Light within Shadow


A personal reckoning of 13 years of commune life – by Priya Huffman

When, 30 years ago, I shut the door of the townhouse in Rajneeshpuram that I had helped to build and lived in for the last year of my life on the Ranch, I also shut the door on 13 years of commune life with Bhagwan Shree Rajneesh, as he was known to me then.

I drove away, a 37-year-old woman with my then-boyfriend, who had worked in the ‘garage’ and was lucky enough to have procured wheels. I had one suitcase and $3,000 in cash, reluctantly given to me by my mother when she realized that I was stranded in the foreign wilds of America. My 11-year-old son had driven ahead to California with parents of his best friend, his belongings in another miraculously scavenged suitcase, of sorts. My life of the past 13 years was in tatters.

Priya with her son
Priya and her son Sadhu in Pune

Knowing we would meet up with my son in Laguna Beach some days later, we had nothing to do but drive and attempt to take stock of our radically changed circumstances. We had unceremoniously and in rather short order, been booted out of the nest, banished from Eden, the very one we had so arduously and devotionally built.
■ ■ ■ ■ ■ ■ ■
Tasks:
(a) According to the commune memoir, how much cash did the author have when she drove away?
(b) In the commune memoir, give again the passage from "Priya with her" to "and devotionally built.".
(c) Translate this sentence from the commune memoir into Spanish: "My life of the past 13 years was in tatters."

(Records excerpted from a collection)
■ ■ ■ ■ ■ ■ ■
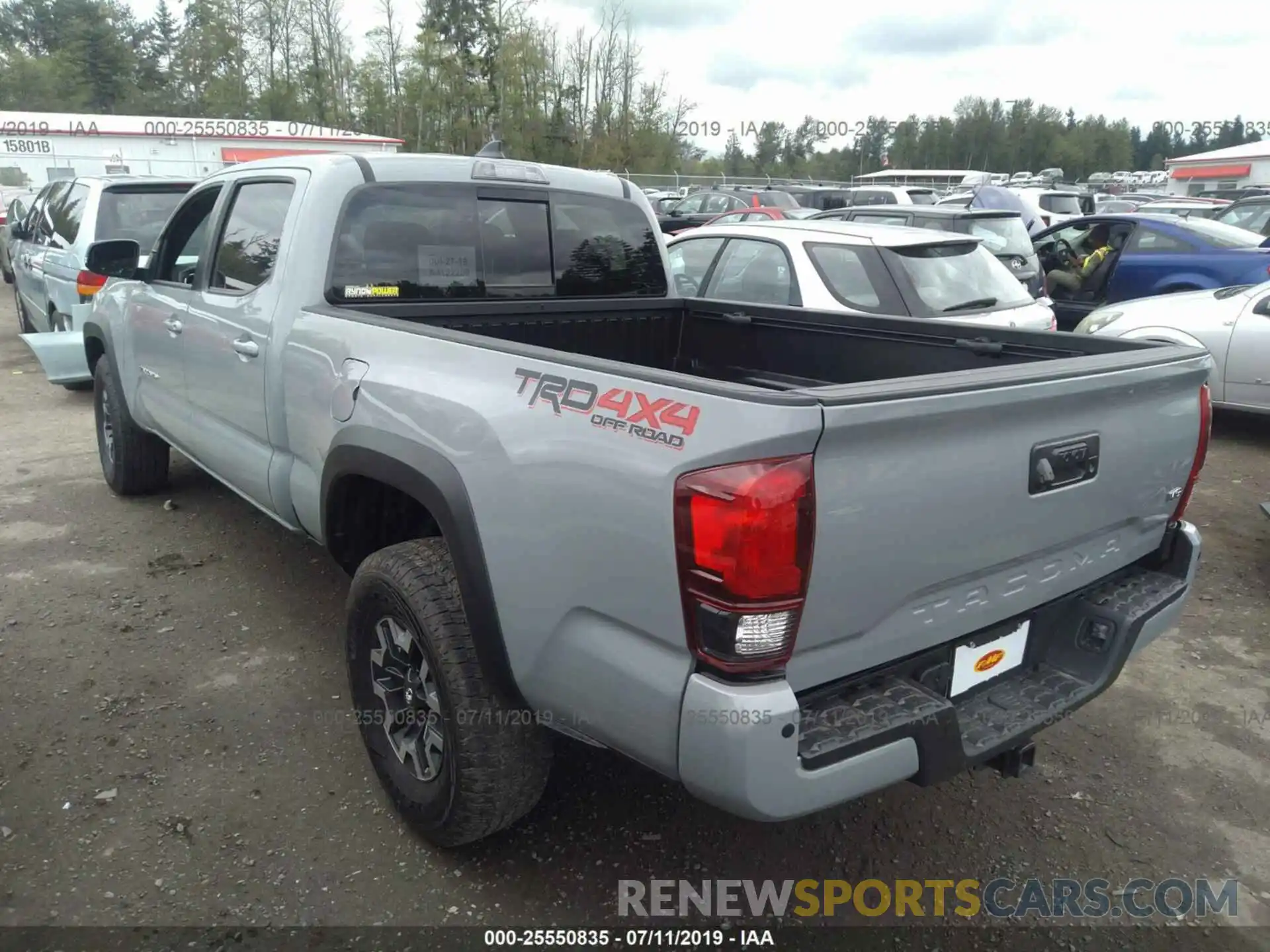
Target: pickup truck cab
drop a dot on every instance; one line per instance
(784, 557)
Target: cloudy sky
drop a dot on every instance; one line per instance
(752, 61)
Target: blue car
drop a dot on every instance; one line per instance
(1152, 254)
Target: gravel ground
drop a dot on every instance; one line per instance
(189, 658)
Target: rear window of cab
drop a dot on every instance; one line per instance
(418, 241)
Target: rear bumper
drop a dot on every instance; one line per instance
(763, 753)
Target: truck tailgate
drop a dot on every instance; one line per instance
(934, 522)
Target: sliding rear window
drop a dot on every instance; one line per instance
(423, 243)
(136, 214)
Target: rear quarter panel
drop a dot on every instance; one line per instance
(574, 518)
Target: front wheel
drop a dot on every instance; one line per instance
(24, 325)
(456, 760)
(134, 462)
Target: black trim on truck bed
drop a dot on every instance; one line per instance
(788, 356)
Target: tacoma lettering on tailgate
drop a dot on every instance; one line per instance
(1031, 579)
(618, 411)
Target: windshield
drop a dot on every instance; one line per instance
(778, 200)
(1220, 234)
(948, 278)
(1254, 218)
(1002, 237)
(138, 216)
(1061, 205)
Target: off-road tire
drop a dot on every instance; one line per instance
(140, 460)
(495, 758)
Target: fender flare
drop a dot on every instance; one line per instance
(432, 480)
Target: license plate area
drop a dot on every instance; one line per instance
(986, 658)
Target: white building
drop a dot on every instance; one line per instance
(45, 146)
(1222, 168)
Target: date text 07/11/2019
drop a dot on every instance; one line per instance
(820, 128)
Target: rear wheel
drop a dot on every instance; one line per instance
(456, 760)
(134, 462)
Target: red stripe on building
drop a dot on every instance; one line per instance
(1210, 172)
(245, 155)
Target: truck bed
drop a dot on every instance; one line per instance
(770, 348)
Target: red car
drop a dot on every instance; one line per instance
(755, 214)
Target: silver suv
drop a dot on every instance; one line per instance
(65, 219)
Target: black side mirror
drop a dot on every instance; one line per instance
(117, 258)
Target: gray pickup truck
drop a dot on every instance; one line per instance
(781, 556)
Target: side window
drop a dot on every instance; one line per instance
(41, 225)
(691, 205)
(756, 272)
(66, 214)
(846, 274)
(1156, 241)
(253, 231)
(185, 241)
(716, 204)
(690, 260)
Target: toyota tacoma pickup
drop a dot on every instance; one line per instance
(784, 557)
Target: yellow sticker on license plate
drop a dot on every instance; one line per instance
(976, 664)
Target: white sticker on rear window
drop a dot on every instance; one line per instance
(447, 264)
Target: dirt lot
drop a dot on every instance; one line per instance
(190, 658)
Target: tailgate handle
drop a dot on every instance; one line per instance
(981, 346)
(1062, 462)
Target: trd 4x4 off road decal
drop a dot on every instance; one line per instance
(619, 411)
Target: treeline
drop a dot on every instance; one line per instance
(454, 74)
(980, 135)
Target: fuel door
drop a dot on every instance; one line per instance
(343, 401)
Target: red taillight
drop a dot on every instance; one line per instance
(743, 537)
(1206, 428)
(89, 284)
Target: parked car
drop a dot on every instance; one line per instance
(1001, 231)
(1152, 254)
(1181, 208)
(893, 194)
(820, 197)
(761, 214)
(855, 268)
(1058, 206)
(12, 214)
(1234, 324)
(368, 387)
(1250, 214)
(700, 207)
(55, 287)
(1113, 206)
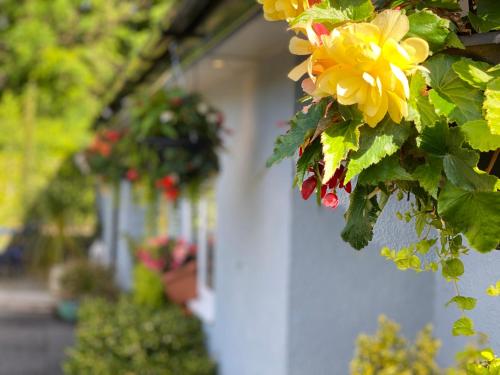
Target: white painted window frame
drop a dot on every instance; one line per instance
(203, 306)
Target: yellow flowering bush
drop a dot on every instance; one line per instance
(365, 64)
(387, 352)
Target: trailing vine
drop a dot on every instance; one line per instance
(388, 108)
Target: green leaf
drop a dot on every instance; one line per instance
(463, 327)
(356, 10)
(429, 175)
(453, 268)
(430, 27)
(475, 214)
(464, 303)
(454, 98)
(473, 72)
(301, 127)
(360, 218)
(487, 17)
(338, 141)
(389, 169)
(459, 164)
(375, 144)
(445, 4)
(335, 12)
(459, 168)
(420, 109)
(424, 246)
(492, 105)
(494, 290)
(310, 156)
(478, 135)
(321, 13)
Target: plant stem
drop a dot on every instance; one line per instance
(493, 160)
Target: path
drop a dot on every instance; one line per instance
(32, 341)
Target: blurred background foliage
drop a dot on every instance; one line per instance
(58, 61)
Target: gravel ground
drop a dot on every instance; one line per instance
(32, 341)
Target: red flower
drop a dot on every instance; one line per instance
(324, 189)
(113, 135)
(348, 187)
(166, 182)
(132, 175)
(171, 194)
(331, 201)
(176, 102)
(308, 187)
(320, 29)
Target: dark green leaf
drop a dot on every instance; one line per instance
(360, 218)
(310, 156)
(454, 98)
(429, 175)
(453, 268)
(492, 105)
(430, 27)
(473, 72)
(475, 214)
(478, 135)
(375, 144)
(301, 127)
(339, 140)
(464, 303)
(421, 111)
(389, 169)
(445, 4)
(487, 17)
(463, 327)
(458, 167)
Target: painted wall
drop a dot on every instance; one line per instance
(291, 296)
(338, 292)
(254, 204)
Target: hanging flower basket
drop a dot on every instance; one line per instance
(180, 283)
(392, 108)
(174, 135)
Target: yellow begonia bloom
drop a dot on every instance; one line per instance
(365, 64)
(278, 10)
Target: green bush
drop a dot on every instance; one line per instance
(389, 353)
(148, 287)
(81, 279)
(124, 338)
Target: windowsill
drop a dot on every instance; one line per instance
(203, 307)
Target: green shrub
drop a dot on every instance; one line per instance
(147, 287)
(388, 353)
(82, 279)
(124, 338)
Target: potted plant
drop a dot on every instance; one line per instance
(173, 261)
(174, 138)
(180, 278)
(82, 279)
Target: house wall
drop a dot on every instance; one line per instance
(291, 296)
(481, 270)
(338, 292)
(253, 228)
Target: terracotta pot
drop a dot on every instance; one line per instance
(180, 284)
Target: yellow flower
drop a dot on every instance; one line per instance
(278, 10)
(365, 64)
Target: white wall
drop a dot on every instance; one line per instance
(338, 292)
(291, 296)
(254, 206)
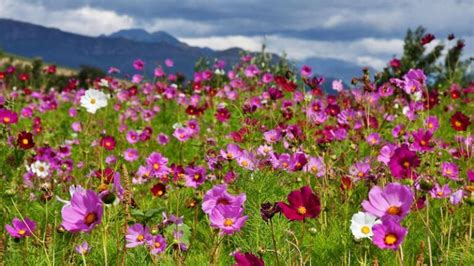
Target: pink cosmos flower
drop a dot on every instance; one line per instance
(315, 166)
(247, 259)
(138, 64)
(229, 219)
(422, 140)
(195, 176)
(130, 155)
(182, 134)
(83, 248)
(83, 213)
(394, 200)
(432, 123)
(21, 229)
(162, 139)
(157, 164)
(306, 71)
(403, 162)
(169, 62)
(440, 192)
(450, 170)
(218, 196)
(8, 117)
(303, 204)
(137, 235)
(233, 151)
(360, 170)
(373, 139)
(157, 244)
(389, 234)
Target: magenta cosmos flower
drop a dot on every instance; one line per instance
(303, 204)
(228, 218)
(403, 162)
(450, 170)
(157, 244)
(8, 117)
(182, 134)
(315, 166)
(21, 229)
(389, 234)
(137, 235)
(83, 213)
(157, 163)
(394, 200)
(195, 176)
(247, 259)
(108, 142)
(218, 196)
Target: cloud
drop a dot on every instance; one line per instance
(84, 20)
(365, 52)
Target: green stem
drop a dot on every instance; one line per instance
(274, 243)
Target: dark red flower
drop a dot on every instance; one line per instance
(25, 140)
(222, 114)
(460, 122)
(403, 162)
(395, 63)
(106, 175)
(427, 39)
(108, 142)
(247, 259)
(8, 117)
(303, 204)
(158, 190)
(346, 183)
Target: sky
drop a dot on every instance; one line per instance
(364, 32)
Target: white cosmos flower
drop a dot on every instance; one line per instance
(104, 83)
(40, 169)
(361, 225)
(93, 100)
(72, 189)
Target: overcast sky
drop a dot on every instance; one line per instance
(366, 32)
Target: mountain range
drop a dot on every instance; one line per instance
(119, 49)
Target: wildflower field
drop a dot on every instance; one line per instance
(246, 164)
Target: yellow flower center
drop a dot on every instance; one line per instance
(365, 229)
(301, 210)
(228, 222)
(394, 210)
(90, 218)
(406, 164)
(390, 239)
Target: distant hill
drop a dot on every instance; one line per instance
(141, 35)
(120, 49)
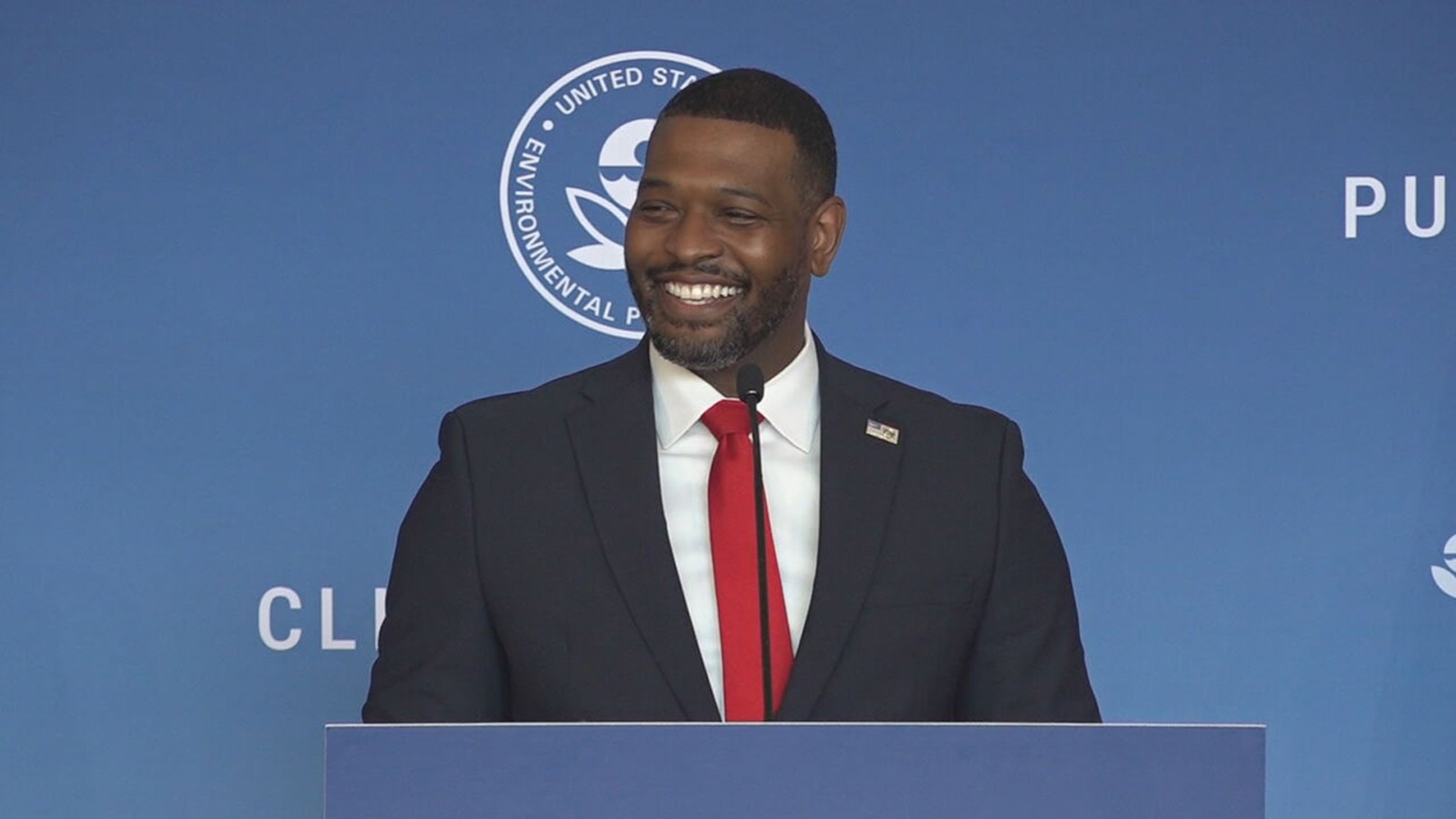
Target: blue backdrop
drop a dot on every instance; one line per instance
(252, 253)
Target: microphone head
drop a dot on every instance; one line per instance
(750, 384)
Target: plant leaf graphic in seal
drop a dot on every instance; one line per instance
(570, 180)
(606, 254)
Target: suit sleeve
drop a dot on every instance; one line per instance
(439, 658)
(1027, 662)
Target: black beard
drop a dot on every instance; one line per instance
(747, 327)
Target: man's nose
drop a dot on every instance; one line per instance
(693, 239)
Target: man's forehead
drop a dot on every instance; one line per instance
(702, 133)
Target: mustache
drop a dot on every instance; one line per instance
(727, 274)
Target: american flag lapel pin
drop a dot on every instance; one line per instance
(883, 432)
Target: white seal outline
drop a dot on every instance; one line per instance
(516, 140)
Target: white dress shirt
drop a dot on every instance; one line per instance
(791, 482)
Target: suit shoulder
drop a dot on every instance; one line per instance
(922, 404)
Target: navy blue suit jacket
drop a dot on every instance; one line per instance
(533, 578)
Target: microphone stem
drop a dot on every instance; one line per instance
(764, 559)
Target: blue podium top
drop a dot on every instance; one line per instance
(844, 772)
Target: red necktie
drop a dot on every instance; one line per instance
(736, 570)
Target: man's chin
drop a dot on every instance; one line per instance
(696, 350)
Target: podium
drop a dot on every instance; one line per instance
(794, 770)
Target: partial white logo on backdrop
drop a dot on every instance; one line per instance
(1445, 576)
(283, 630)
(1365, 197)
(570, 180)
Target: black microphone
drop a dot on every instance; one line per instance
(750, 391)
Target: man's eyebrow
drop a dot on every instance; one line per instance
(746, 193)
(655, 182)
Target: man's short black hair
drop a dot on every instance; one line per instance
(761, 98)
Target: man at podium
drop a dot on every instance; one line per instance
(599, 550)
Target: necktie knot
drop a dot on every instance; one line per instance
(727, 417)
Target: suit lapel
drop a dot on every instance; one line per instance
(858, 475)
(616, 454)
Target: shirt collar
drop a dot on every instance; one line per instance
(791, 403)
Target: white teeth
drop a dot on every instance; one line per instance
(700, 292)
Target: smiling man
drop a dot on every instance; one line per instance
(601, 563)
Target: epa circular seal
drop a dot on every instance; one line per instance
(570, 178)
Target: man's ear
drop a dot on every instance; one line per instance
(826, 231)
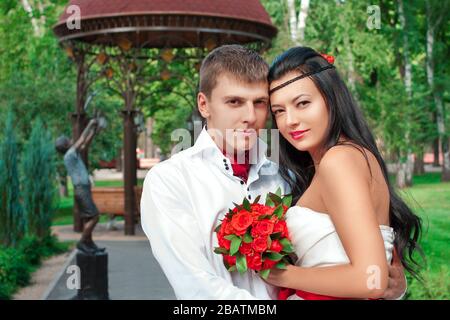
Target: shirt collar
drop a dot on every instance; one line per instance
(207, 148)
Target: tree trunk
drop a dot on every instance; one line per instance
(297, 24)
(302, 15)
(401, 175)
(436, 152)
(440, 121)
(419, 165)
(63, 190)
(292, 20)
(407, 78)
(34, 22)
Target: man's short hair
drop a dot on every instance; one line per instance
(240, 62)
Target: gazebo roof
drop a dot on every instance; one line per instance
(175, 23)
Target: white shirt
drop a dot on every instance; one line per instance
(183, 200)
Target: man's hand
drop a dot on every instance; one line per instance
(397, 280)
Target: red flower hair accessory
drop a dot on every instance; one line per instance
(327, 57)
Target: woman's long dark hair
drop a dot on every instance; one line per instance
(345, 120)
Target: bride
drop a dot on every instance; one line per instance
(347, 218)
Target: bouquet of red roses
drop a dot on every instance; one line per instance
(255, 236)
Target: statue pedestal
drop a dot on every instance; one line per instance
(94, 276)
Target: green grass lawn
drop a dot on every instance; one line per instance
(63, 214)
(429, 198)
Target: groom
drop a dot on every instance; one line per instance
(184, 197)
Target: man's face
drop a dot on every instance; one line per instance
(235, 112)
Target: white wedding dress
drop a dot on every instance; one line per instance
(316, 241)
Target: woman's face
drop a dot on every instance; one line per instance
(300, 112)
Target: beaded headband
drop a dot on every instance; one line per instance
(330, 60)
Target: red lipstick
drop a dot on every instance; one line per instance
(298, 134)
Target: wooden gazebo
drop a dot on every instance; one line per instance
(135, 29)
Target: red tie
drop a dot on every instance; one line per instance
(240, 170)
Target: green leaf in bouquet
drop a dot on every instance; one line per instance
(278, 211)
(264, 273)
(269, 202)
(287, 200)
(235, 243)
(290, 258)
(232, 268)
(275, 198)
(227, 266)
(281, 265)
(278, 192)
(247, 238)
(269, 241)
(287, 245)
(231, 237)
(241, 263)
(246, 205)
(264, 216)
(220, 250)
(238, 206)
(274, 256)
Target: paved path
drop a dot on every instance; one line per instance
(133, 272)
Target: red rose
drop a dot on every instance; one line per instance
(245, 248)
(226, 227)
(231, 260)
(263, 227)
(241, 221)
(259, 209)
(280, 226)
(268, 264)
(254, 261)
(224, 243)
(276, 246)
(260, 244)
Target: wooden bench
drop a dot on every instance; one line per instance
(111, 200)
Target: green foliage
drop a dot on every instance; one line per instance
(39, 192)
(12, 219)
(16, 264)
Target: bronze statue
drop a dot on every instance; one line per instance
(80, 180)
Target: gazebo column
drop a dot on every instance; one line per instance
(129, 169)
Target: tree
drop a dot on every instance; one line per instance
(406, 159)
(437, 13)
(38, 184)
(297, 23)
(12, 219)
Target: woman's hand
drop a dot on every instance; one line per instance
(279, 277)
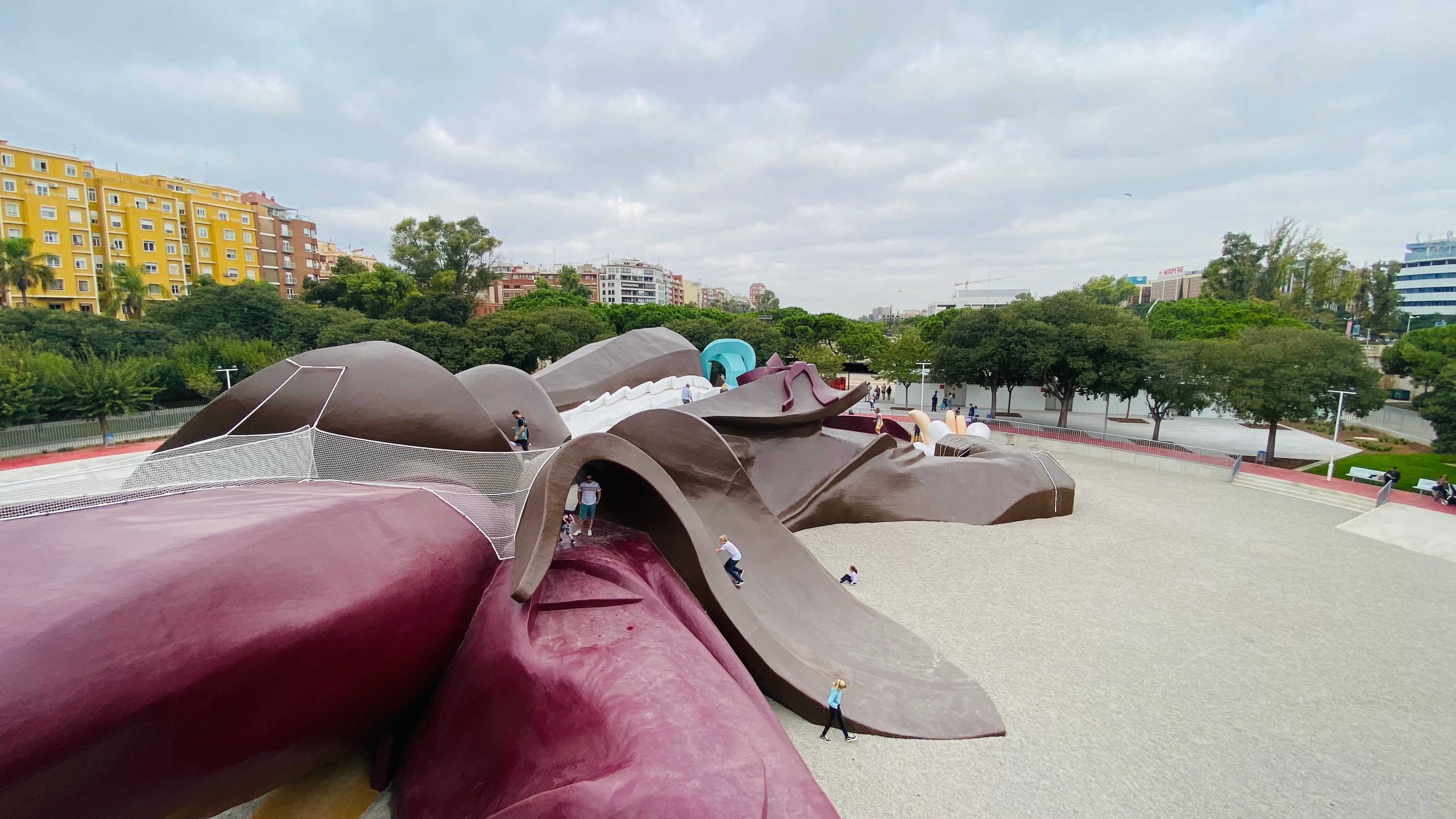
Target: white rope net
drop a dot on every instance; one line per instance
(487, 487)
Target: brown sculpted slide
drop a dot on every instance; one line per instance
(793, 624)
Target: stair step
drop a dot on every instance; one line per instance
(1318, 495)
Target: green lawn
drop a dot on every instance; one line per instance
(1413, 467)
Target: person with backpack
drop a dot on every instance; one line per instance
(836, 693)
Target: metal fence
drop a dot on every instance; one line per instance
(1144, 446)
(70, 435)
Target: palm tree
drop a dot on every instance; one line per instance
(21, 270)
(123, 289)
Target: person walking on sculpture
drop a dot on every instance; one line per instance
(589, 498)
(734, 556)
(523, 433)
(836, 693)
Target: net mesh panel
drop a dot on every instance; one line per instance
(487, 487)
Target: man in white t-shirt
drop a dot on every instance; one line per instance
(589, 496)
(734, 556)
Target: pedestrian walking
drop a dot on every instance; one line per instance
(590, 493)
(836, 693)
(523, 432)
(734, 556)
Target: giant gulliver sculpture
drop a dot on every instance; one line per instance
(191, 647)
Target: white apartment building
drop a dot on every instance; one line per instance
(634, 282)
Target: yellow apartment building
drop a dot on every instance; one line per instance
(82, 218)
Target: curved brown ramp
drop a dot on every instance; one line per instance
(624, 360)
(372, 390)
(500, 390)
(793, 624)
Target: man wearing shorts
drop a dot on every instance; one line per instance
(587, 499)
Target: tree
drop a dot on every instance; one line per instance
(1382, 311)
(1235, 274)
(434, 245)
(1091, 347)
(1107, 291)
(21, 270)
(1212, 318)
(123, 291)
(437, 308)
(1178, 378)
(993, 347)
(822, 356)
(1280, 374)
(899, 359)
(104, 387)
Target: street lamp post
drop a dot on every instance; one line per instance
(1334, 441)
(925, 371)
(228, 374)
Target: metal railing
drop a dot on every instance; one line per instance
(31, 439)
(1144, 446)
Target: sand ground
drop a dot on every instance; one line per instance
(1178, 647)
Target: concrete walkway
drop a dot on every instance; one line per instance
(1175, 647)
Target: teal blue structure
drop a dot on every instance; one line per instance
(734, 355)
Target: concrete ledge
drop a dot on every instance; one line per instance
(1120, 455)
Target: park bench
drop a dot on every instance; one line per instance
(1362, 474)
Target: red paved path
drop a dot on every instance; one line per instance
(79, 454)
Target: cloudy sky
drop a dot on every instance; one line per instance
(849, 155)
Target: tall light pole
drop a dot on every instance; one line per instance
■ ■ ■ ■ ■ ■ ■
Results for each task:
(a) $3,000

(b)
Priya with her son
Priya and her son Sadhu in Pune

Knowing we would meet up with my son in Laguna Beach some days later, we had nothing to do but drive and attempt to take stock of our radically changed circumstances. We had unceremoniously and in rather short order, been booted out of the nest, banished from Eden, the very one we had so arduously and devotionally built.

(c) Mi vida de los últimos 13 años estaba hecha jirones.